**WORK TO COMPLETE**
Nothing in the entries may be altered; copy them in full.

START TASK DATA

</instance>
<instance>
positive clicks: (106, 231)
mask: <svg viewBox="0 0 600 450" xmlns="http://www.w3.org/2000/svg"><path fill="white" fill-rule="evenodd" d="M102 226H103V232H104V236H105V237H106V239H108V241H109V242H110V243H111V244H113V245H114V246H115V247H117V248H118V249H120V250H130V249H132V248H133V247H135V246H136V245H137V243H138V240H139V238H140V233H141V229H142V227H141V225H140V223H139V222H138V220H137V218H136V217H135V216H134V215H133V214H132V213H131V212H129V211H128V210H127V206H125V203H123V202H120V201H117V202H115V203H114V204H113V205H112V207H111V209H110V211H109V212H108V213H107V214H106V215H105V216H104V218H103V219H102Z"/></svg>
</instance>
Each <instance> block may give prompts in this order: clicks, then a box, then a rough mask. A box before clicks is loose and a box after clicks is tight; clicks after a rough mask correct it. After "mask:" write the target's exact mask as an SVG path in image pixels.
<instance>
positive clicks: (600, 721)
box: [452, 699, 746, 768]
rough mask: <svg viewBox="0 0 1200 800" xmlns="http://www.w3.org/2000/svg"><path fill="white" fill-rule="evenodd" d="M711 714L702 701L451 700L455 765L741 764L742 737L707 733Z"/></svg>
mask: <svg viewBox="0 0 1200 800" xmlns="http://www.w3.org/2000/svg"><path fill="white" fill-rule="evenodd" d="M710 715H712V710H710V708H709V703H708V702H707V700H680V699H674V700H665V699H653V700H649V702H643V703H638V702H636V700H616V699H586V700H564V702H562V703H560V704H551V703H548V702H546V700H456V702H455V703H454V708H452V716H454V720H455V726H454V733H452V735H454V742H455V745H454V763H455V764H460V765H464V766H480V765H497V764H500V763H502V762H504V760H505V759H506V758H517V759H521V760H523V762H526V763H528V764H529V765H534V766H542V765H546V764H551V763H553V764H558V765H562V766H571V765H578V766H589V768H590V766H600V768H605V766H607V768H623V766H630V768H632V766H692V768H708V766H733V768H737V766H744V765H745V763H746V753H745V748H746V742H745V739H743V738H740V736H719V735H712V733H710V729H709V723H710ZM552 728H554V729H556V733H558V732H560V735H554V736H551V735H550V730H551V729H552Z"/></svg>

END TASK DATA

**OUTPUT OF THE EXERCISE**
</instance>
<instance>
positive clicks: (106, 231)
mask: <svg viewBox="0 0 600 450" xmlns="http://www.w3.org/2000/svg"><path fill="white" fill-rule="evenodd" d="M102 226H103V232H104V236H105V237H106V239H108V241H109V242H110V243H111V244H113V245H114V246H115V247H117V248H118V249H120V250H130V249H132V248H133V247H135V246H136V245H137V243H138V240H139V238H140V233H141V229H142V227H141V225H140V223H139V222H138V220H137V218H136V217H135V216H134V215H133V214H132V213H131V212H129V211H128V210H127V206H125V203H123V202H120V201H117V202H115V203H114V204H113V205H112V207H111V209H110V211H109V212H108V213H107V214H106V215H105V216H104V218H103V219H102Z"/></svg>
</instance>
Each <instance> block may give prompts in this order: clicks, then a box, then a rough mask. A box before clicks is loose and a box after clicks is tight; clicks after a rough mask correct it. After "mask:" write the target's exact mask as an SVG path in image pixels.
<instance>
positive clicks: (600, 721)
box: [452, 699, 746, 768]
rough mask: <svg viewBox="0 0 1200 800" xmlns="http://www.w3.org/2000/svg"><path fill="white" fill-rule="evenodd" d="M711 714L702 701L451 700L455 765L741 764L742 737L707 733Z"/></svg>
mask: <svg viewBox="0 0 1200 800" xmlns="http://www.w3.org/2000/svg"><path fill="white" fill-rule="evenodd" d="M710 715H712V710H710V708H709V703H708V702H707V700H680V699H674V700H665V699H653V700H649V702H643V703H638V702H636V700H616V699H586V700H564V702H562V703H560V704H551V703H548V702H546V700H456V702H455V703H454V708H452V716H454V720H455V726H454V733H452V735H454V742H455V745H454V763H455V764H460V765H464V766H480V765H497V764H500V763H502V762H504V760H505V759H506V758H517V759H521V760H523V762H526V763H528V764H529V765H534V766H542V765H546V764H551V763H553V764H558V765H562V766H571V765H578V766H589V768H590V766H600V768H605V766H607V768H623V766H630V768H632V766H692V768H708V766H733V768H737V766H744V765H745V763H746V753H745V748H746V742H745V739H743V738H740V736H719V735H712V733H710V729H709V723H710ZM552 728H554V729H556V733H558V732H560V735H554V736H551V735H550V730H551V729H552Z"/></svg>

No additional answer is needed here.